Stored records
=== Section Start ===

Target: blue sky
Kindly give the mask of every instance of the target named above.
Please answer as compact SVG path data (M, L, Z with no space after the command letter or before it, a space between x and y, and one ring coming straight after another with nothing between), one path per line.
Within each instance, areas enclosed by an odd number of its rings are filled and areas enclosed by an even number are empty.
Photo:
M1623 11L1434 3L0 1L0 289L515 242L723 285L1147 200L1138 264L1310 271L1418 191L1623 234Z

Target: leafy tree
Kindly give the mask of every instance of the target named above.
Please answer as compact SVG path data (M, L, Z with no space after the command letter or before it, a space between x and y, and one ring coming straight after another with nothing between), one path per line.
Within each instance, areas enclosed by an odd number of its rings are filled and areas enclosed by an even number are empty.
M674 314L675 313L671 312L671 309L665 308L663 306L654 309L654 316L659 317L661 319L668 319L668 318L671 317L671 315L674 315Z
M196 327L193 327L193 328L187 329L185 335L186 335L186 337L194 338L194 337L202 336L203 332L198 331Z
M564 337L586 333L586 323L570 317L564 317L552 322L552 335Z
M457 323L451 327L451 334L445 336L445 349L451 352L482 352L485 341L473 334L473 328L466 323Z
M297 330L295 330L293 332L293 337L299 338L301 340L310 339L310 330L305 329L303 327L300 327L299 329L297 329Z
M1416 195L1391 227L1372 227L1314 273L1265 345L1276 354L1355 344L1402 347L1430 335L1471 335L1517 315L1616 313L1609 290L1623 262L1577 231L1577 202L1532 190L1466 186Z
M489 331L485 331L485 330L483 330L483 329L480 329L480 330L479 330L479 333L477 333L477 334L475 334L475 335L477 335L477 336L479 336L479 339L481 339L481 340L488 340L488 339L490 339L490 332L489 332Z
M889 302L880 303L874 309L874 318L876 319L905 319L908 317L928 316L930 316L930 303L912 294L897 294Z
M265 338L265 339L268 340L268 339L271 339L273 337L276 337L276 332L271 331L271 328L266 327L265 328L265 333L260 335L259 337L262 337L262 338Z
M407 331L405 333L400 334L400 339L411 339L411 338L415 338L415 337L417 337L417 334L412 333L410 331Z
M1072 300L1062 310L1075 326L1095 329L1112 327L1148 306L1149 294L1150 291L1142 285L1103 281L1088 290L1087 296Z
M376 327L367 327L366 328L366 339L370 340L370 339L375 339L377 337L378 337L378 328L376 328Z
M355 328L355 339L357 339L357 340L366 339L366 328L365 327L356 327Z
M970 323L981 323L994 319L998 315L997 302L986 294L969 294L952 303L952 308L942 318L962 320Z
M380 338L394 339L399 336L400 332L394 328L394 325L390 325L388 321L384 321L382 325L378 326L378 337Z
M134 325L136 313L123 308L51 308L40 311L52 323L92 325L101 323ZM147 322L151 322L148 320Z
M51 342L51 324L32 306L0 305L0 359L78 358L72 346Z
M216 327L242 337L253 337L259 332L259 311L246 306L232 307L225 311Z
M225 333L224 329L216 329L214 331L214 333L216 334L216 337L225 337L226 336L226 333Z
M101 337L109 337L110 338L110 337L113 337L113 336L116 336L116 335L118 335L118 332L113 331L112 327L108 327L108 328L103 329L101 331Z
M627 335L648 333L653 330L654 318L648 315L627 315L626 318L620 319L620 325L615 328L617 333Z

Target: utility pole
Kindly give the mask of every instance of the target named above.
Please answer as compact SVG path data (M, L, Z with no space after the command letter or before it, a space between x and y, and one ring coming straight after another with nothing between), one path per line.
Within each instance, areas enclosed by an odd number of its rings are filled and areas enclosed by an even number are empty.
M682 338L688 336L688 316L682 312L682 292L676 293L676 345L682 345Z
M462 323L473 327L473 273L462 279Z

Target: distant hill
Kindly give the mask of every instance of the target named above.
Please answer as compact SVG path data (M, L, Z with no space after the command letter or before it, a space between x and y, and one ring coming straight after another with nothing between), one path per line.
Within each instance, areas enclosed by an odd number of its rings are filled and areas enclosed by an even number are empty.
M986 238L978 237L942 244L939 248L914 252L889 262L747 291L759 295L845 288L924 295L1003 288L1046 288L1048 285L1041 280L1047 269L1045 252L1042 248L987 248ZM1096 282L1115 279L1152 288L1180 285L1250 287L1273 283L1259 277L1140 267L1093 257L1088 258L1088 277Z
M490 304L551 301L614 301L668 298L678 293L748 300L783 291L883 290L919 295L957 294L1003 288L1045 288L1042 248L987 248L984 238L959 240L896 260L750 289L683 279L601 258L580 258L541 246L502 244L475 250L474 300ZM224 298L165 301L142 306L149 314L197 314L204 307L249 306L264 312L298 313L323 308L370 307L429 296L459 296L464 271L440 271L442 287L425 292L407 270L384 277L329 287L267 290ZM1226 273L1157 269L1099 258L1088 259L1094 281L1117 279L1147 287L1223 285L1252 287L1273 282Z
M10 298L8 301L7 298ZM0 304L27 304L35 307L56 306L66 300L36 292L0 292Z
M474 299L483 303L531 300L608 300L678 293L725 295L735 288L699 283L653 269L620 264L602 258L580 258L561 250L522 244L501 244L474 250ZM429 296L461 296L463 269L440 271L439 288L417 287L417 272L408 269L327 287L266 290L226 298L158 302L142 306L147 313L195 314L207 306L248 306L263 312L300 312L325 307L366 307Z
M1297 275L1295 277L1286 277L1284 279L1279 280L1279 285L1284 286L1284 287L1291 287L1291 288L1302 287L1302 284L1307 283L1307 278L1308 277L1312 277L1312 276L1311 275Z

=== Section End ===

ABOUT THIS EXERCISE
Write the entries above out again, verbatim.

TASK ANSWER
Target: blue sky
Kindly give the mask of every instance of the target named above.
Please answer as compact SVG path data (M, L, Z with no space after the command letter or before it, a space between x and y, and one ring coming straight after another with nothing between), one path per line.
Within each instance, areas enclosed by an odd number of its rings are filled and areas enclosed by an even number are empty.
Photo:
M1623 11L1434 3L0 1L0 289L515 242L723 285L1147 200L1138 264L1310 271L1418 191L1623 234Z

Target: leafy tree
Kindly give the mask of every instance of the target named above.
Please answer as compact SVG path data (M, L, Z with no space after the command letter or before it, a space between x and y, and one ring coming straight after another with nothing between), one path per line.
Within each instance, areas enclosed by an odd number of its rings are filled and areas enclosed by an even number are empty.
M674 314L675 313L671 312L671 309L665 308L663 306L654 309L654 316L659 317L661 319L668 319L668 318L671 317L671 315L674 315Z
M196 327L193 327L193 328L187 329L185 335L186 335L186 337L194 338L194 337L202 336L203 332L198 331Z
M564 337L586 333L586 323L570 317L564 317L552 322L552 335Z
M457 323L451 327L451 334L445 336L445 349L451 352L482 352L485 341L473 334L473 328L466 323Z
M297 330L295 330L293 332L293 337L299 338L301 340L310 339L310 330L305 329L303 327L300 327L299 329L297 329Z
M1416 195L1391 227L1372 227L1314 273L1265 345L1276 354L1355 344L1402 347L1430 335L1471 335L1517 315L1616 313L1609 290L1623 262L1577 231L1577 202L1532 190L1466 186Z
M489 331L485 331L485 330L483 330L483 329L480 329L480 330L479 330L479 333L477 333L477 334L475 334L475 335L477 335L477 336L479 336L479 339L481 339L481 340L488 340L488 339L490 339L490 332L489 332Z
M889 302L880 303L874 309L874 318L876 319L905 319L908 317L928 316L930 316L930 303L912 294L897 294Z
M265 338L265 339L268 340L268 339L271 339L273 337L276 337L276 332L271 331L271 328L266 327L265 328L265 333L260 335L259 337L262 337L262 338Z
M407 331L405 333L400 334L400 339L411 339L411 338L415 338L415 337L417 337L417 334L412 333L410 331Z
M1072 300L1062 310L1075 326L1095 329L1112 327L1148 306L1149 294L1150 291L1142 285L1103 281L1088 290L1087 296Z
M376 327L367 327L366 328L366 339L370 340L370 339L375 339L377 337L378 337L378 328L376 328Z
M355 328L355 339L357 339L357 340L366 339L366 328L365 327L356 327Z
M970 323L981 323L994 319L998 315L997 302L986 294L969 294L952 303L952 308L942 318L962 320Z
M380 338L394 339L399 336L400 332L394 328L394 325L390 325L388 321L384 321L382 325L378 326L378 337Z
M134 325L136 313L123 308L51 308L40 311L52 323L92 325L101 323ZM147 322L151 322L148 320Z
M51 342L51 324L32 306L0 305L0 359L78 358L72 346Z
M216 327L242 337L253 337L259 332L259 311L246 306L232 307L225 311Z
M225 333L224 329L216 329L214 331L214 333L216 334L216 337L225 337L226 336L226 333Z
M101 337L109 337L110 338L110 337L113 337L113 336L116 336L116 335L118 335L118 332L113 331L112 327L108 327L108 328L103 329L101 331Z
M627 335L648 333L653 330L654 318L648 315L627 315L626 318L620 319L620 325L615 328L617 333Z

Target: utility pole
Kindly give the mask of every instance of the target named above.
Please answer as compact SVG path data (M, L, Z with no space after the command letter or before it, a space between x and y, and one ring coming straight after another with nothing between), one path per line.
Within each instance, areas enclosed by an odd number of its rings are filled and areas enclosed by an even number are empty.
M682 338L688 336L688 316L682 312L682 292L676 293L676 345L682 345Z
M462 323L473 327L473 273L462 279Z

Target: distant hill
Kindly give the mask of every instance of the target named above.
Please answer as compact SVG path data (M, L, Z with no space after the command letter or before it, a space between x and y, and one ring coming straight after another with nothing between), one path per line.
Within each instance, areas enclosed by an odd number of its rings are filled and areas enclosed by an even number are empty.
M986 238L978 237L942 244L939 248L914 252L889 262L747 291L759 295L845 288L924 295L1003 288L1046 288L1048 285L1041 280L1047 269L1045 252L1042 248L987 248ZM1096 282L1115 279L1152 288L1180 285L1250 287L1273 283L1259 277L1140 267L1093 257L1088 258L1088 277Z
M490 304L551 301L614 301L668 298L678 293L748 300L783 291L883 290L919 295L957 294L1003 288L1045 288L1042 248L987 248L984 238L959 240L896 260L750 289L683 279L601 258L580 258L541 246L502 244L475 250L474 300ZM224 298L165 301L142 306L149 314L197 314L204 307L249 306L264 312L298 313L323 308L370 307L429 296L459 296L464 271L440 271L442 287L425 292L407 270L384 277L329 287L267 290ZM1226 273L1157 269L1099 258L1088 259L1094 281L1117 279L1147 287L1223 285L1252 287L1273 282Z
M10 298L8 301L7 298ZM0 304L27 304L35 307L56 306L66 300L36 292L0 292Z
M474 299L483 303L531 300L608 300L678 293L725 295L735 288L699 283L653 269L620 264L602 258L580 258L561 250L522 244L501 244L474 250ZM429 296L461 296L463 269L440 271L439 288L417 287L417 272L408 269L327 287L266 290L226 298L158 302L142 306L147 313L195 314L207 306L248 306L263 312L300 312L325 307L366 307Z
M1297 275L1295 277L1286 277L1284 279L1279 280L1279 285L1284 286L1284 287L1291 287L1291 288L1302 287L1302 284L1307 283L1307 278L1308 277L1312 277L1312 276L1311 275Z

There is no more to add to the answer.